▶ **Data in this exercise**
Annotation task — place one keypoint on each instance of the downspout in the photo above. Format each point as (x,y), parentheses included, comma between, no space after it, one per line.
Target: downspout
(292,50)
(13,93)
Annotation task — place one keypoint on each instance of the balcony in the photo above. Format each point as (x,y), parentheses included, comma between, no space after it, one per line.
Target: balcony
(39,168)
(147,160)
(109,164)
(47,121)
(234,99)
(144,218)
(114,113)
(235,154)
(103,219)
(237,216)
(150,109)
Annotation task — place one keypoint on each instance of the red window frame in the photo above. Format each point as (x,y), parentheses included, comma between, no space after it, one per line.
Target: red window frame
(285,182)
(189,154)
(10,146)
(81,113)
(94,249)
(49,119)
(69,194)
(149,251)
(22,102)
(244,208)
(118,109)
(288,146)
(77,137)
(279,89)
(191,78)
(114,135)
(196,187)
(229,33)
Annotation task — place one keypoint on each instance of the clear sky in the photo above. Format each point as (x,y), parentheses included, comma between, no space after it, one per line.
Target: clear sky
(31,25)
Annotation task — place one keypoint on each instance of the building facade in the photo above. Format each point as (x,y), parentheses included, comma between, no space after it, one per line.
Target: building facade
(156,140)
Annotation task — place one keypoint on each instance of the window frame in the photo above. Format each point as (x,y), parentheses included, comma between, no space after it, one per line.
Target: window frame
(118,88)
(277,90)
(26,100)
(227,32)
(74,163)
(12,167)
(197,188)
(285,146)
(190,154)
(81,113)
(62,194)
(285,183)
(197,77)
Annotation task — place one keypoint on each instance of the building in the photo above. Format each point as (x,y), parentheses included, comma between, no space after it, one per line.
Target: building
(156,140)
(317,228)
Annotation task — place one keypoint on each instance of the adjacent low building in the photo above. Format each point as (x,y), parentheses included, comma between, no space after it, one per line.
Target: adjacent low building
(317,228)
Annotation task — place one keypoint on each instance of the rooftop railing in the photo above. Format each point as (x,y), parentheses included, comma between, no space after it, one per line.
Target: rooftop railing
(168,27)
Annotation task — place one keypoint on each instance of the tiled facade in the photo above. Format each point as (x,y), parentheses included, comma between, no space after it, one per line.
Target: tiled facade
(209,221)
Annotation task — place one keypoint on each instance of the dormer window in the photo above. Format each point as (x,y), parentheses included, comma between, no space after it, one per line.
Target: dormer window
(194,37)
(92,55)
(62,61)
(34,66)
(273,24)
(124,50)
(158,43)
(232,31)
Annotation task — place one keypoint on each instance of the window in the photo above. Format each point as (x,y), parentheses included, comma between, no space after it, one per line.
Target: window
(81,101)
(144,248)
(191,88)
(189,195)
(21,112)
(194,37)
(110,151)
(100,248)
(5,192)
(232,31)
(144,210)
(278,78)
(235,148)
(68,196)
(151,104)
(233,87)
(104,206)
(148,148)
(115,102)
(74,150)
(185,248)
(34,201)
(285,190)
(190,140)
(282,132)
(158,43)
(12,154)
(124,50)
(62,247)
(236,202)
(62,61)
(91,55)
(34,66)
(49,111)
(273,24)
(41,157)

▶ **Job**
Reproduce all of the records above line for line, with no changes.

▶ **Full solution**
Annotation task — place one keypoint on each instance of the downspout in the photo above. Format each point as (x,y), parentheses included, comma between, no space after it, one per line.
Target: downspout
(292,50)
(13,93)
Annotation task — place one keypoint on each instance of the balcony in the photo above. Format each point as (x,y), parentheses included, comma between, no space after it, one per line.
Target: balcony
(39,168)
(147,160)
(109,164)
(47,121)
(234,99)
(144,218)
(114,113)
(235,154)
(103,219)
(237,216)
(150,109)
Annotation task — place one keypoint on each instance of the red window frame in the photo above. Format each point as (x,y), parentheses included, comma between, no space after it, one per line.
Target: red window frame
(285,182)
(189,154)
(10,146)
(81,113)
(94,249)
(49,119)
(69,194)
(149,251)
(22,102)
(244,208)
(118,109)
(288,146)
(77,137)
(279,89)
(191,78)
(114,135)
(196,187)
(229,33)
Annotation task — place one keypoint on each instance of the clear sky in the photo above. Format each point as (x,y), parentheses included, comma between, no space after it, one per line.
Target: clear sky
(31,25)
Annotation task — place one keypoint on each instance of the building facade in the photo above. Format each point as (x,y), parentheses included, comma between, no space after it, one per line.
Target: building facade
(156,140)
Annotation task — place one keypoint on each instance of the window frame in the photo above. Format each point as (x,y), parentheses included, comma between, no space after it, one per line.
Target: window frame
(118,88)
(277,90)
(26,100)
(227,32)
(74,163)
(12,167)
(197,188)
(285,146)
(190,154)
(81,113)
(62,194)
(285,183)
(197,77)
Annotation task — place one keypoint on each instance of the building in the photo above. Format each point as (x,y), parentheses included, comma between, no space after it, one per line.
Target: building
(156,140)
(317,228)
Annotation task — place one keypoint on each instance of the adjacent low building in the photo above. Format each point as (x,y), parentheses included, comma between, no space after it, one per line.
Target: adjacent low building
(317,228)
Annotation task — place one keypoint on each instance of the rooftop railing in the photo above. Format each point as (x,y), parentheses included, comma between, no space after it, one per line.
Target: rooftop railing
(168,27)
Annotation task — place one keypoint on each instance of the tiled facade in the photo above. Format each point as (x,y), parentheses included, comma between, no space after it, one per line.
Target: tiled facade
(209,221)
Annotation task — place one keypoint on each instance of the dormer window in the photo above. Format each point as (x,y), parentheses included, comma between, no space after it, one per line.
Target: dormer window
(194,37)
(92,55)
(62,61)
(34,66)
(273,24)
(124,50)
(158,43)
(232,31)
Annotation task — place one keypoint on each instance of the window in the photo above. Format each point as (x,y), parentheses included, comma between, no space after it, one per line.
Target: window
(81,101)
(144,248)
(191,88)
(189,195)
(21,112)
(194,37)
(110,151)
(100,248)
(5,192)
(232,31)
(144,210)
(278,78)
(235,148)
(68,196)
(151,104)
(233,87)
(104,206)
(148,148)
(115,102)
(74,150)
(185,248)
(34,201)
(285,190)
(190,140)
(282,132)
(158,43)
(12,154)
(124,50)
(62,247)
(236,202)
(62,61)
(91,55)
(34,66)
(49,111)
(273,24)
(41,157)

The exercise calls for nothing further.